▸ **Selected passage**
• • • • •
According to the World Health Organization (WHO), there are millions of visually impaired individuals worldwide in detecting obstacles and identifying people. It emphasizes the advancements in information technology and spatial cognition theory for visually impaired individuals as a new opportunity. The prototype proposes a simple and cost-effective solution using artificial vision through an AI-based intelligent system. The system utilizes the Faster Region Convolutional Neural Network (FRCNN) architecture to recognize human and scene objects or obstacles in real-time, even in complex environments. It provides users with comprehensive information about the presence, position, and nature of targets, and uses voice messages to alert blind individuals about obstacles or people nearby. The goal is to create a user-friendly technology that facilitates communication and independence for visually impaired individuals, enabling them to navigate both indoor and outdoor locations effectively.
Introduction
I. INTRODUCTION
“Visual impairment” is a broad term that is used to refer to any degree of vision loss that affects a person’s ability to perform the usual activities of daily life. The way in which vision impairments are classified differs across countries. The World Health Organization (the WHO) classifies visual impairment based on two factors: the visual acuity, or the clarity of vision, and the visual fields, which is the area from which you are able to perceive visual information, while your eyes are in a stationary position and you are looking straight at an object. Moving safely and efficiently through both indoor and outdoor environments can be challenging for the blind due to the unpredictability of obstacles. Traditional mobility aids, like white canes and guide dogs, remain valuable tools, but recent technological developments have significantly augmented these solutions.
Computer vision algorithms and depth-sensing technologies have been integrated into wearable devices to detect obstacles and offer real-time navigation assistance. These devices utilize cameras and sensors to create a spatial map of the surroundings, identifying potential obstacles like curbs, poles, staircases, and other hazards. Through auditory or haptic feedback, the user is alerted to the presence of these obstacles, allowing them to navigate more confidently and independently.
II. EXISTING SYSTEM
The existing systems and technologies for visually impaired navigation and assistance offer a diverse range of solutions. One approach involves a Kinect-based navigation system, requiring a backpack-carrying setup with a standard Kinect sensor, battery, and laptop. Utilizing SLAM technology, the smart cane provides centimeter-level accuracy for indoor positioning and obstacle detection. Another innovative system, the virtual haptic radar, replaces traditional sensors with a combination of 3D modeling and ultrasonic-based motion capture, warning users through vibrations when approaching objects. Mobile applications like Moovit, BlindSquare, and Lazzus leverage GPS and location databases to provide real-time guidance and information about points of interest. On the vision-based side, techniques like HOG and SSD enable object detection in images, adding another dimension to the array of solutions available. Together, these advanced technologies aim to enhance the mobility and independence of visually impaired individuals, enabling them to navigate their surroundings confidently.
• • • • •
▸ **Given information**
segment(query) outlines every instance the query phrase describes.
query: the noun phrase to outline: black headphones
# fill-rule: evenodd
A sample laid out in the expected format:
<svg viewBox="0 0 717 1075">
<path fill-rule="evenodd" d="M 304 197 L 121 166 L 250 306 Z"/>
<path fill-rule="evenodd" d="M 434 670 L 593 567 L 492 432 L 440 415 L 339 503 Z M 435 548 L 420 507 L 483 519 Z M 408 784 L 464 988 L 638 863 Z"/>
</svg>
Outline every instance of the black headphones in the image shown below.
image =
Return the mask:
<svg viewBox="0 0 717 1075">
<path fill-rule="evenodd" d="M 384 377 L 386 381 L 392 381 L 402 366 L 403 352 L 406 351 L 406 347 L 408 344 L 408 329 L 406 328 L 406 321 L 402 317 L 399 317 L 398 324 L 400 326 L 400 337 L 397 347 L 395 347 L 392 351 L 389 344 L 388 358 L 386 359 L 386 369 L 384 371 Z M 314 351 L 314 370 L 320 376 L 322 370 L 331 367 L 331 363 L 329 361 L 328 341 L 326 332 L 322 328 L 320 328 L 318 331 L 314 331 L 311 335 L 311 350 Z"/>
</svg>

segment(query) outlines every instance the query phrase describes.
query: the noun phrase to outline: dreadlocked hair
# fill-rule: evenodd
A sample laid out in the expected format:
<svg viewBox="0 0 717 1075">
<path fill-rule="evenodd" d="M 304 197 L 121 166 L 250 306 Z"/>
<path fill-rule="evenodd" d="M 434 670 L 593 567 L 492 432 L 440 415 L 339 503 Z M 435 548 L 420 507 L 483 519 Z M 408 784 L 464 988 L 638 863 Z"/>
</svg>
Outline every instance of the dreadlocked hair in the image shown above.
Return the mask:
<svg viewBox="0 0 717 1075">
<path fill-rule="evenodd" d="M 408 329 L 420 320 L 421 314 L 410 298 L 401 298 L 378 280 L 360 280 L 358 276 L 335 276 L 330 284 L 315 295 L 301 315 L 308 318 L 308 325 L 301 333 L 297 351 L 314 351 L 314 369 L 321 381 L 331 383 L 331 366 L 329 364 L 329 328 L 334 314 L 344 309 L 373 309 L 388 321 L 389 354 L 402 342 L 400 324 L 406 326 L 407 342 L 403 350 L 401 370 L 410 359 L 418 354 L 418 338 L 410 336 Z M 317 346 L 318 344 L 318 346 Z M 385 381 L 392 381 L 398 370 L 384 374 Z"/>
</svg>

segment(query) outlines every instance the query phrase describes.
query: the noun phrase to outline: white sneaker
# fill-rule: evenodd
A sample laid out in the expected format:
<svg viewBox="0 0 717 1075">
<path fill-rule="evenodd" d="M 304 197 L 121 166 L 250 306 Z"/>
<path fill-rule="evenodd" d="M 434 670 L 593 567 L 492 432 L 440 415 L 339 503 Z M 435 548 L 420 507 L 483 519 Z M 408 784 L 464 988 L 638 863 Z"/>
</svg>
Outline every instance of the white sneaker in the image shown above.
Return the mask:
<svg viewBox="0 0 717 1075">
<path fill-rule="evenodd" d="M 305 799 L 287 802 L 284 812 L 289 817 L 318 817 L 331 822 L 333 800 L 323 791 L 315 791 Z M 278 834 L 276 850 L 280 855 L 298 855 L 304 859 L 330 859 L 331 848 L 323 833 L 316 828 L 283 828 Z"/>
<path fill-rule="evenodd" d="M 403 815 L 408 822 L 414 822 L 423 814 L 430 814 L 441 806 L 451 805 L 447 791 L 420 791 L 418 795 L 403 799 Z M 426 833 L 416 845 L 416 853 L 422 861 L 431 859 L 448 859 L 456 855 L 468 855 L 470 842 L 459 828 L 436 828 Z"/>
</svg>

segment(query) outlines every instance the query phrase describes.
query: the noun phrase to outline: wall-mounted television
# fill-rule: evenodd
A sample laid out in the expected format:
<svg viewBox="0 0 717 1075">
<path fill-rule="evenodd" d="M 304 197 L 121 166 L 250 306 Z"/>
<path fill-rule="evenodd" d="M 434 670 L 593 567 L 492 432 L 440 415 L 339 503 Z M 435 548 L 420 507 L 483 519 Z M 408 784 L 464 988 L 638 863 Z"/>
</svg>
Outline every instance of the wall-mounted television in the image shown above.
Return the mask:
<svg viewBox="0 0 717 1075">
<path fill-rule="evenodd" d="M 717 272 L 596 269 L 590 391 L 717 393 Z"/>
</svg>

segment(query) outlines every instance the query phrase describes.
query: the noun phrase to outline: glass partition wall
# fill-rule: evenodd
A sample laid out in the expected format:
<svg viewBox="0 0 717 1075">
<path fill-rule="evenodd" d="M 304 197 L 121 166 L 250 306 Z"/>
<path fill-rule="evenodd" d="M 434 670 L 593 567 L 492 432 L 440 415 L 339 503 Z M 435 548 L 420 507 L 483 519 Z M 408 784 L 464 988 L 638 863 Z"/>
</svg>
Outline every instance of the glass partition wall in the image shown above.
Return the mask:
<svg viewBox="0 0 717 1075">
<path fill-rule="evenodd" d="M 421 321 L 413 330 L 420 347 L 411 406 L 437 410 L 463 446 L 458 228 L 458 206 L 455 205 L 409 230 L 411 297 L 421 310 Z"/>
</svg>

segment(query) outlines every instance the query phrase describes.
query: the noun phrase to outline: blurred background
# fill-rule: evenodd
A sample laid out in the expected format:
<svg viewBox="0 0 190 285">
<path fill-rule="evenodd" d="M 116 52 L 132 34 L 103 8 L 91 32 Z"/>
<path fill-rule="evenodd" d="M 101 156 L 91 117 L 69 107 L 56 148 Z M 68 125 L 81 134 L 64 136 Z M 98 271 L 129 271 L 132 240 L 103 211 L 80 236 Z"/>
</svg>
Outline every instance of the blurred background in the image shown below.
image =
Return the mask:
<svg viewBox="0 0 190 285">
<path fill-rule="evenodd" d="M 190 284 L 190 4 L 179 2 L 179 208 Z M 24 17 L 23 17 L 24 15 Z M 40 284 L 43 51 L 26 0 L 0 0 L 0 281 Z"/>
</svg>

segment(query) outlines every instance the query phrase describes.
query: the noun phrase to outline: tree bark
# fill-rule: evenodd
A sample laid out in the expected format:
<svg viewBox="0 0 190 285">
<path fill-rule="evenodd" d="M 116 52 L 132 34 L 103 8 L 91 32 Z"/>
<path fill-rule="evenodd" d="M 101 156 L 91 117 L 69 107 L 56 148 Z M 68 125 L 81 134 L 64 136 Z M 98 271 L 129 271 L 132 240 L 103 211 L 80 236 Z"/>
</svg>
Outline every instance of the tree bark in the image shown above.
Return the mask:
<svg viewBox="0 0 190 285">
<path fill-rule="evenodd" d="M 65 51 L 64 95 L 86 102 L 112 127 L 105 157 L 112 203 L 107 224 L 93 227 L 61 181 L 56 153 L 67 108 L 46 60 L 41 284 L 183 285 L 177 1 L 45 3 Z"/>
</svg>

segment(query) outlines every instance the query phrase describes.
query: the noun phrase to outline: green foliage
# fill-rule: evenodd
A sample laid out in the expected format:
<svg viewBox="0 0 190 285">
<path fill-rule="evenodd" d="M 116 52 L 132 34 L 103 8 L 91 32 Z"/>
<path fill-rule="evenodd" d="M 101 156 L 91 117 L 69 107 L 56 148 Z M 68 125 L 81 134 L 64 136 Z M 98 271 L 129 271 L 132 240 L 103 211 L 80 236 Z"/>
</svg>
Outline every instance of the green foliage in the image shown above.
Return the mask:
• • • • •
List the mobile applications that the passage on navigation aids for visually impaired people names.

▸ **Written solution**
Moovit, BlindSquare, Lazzus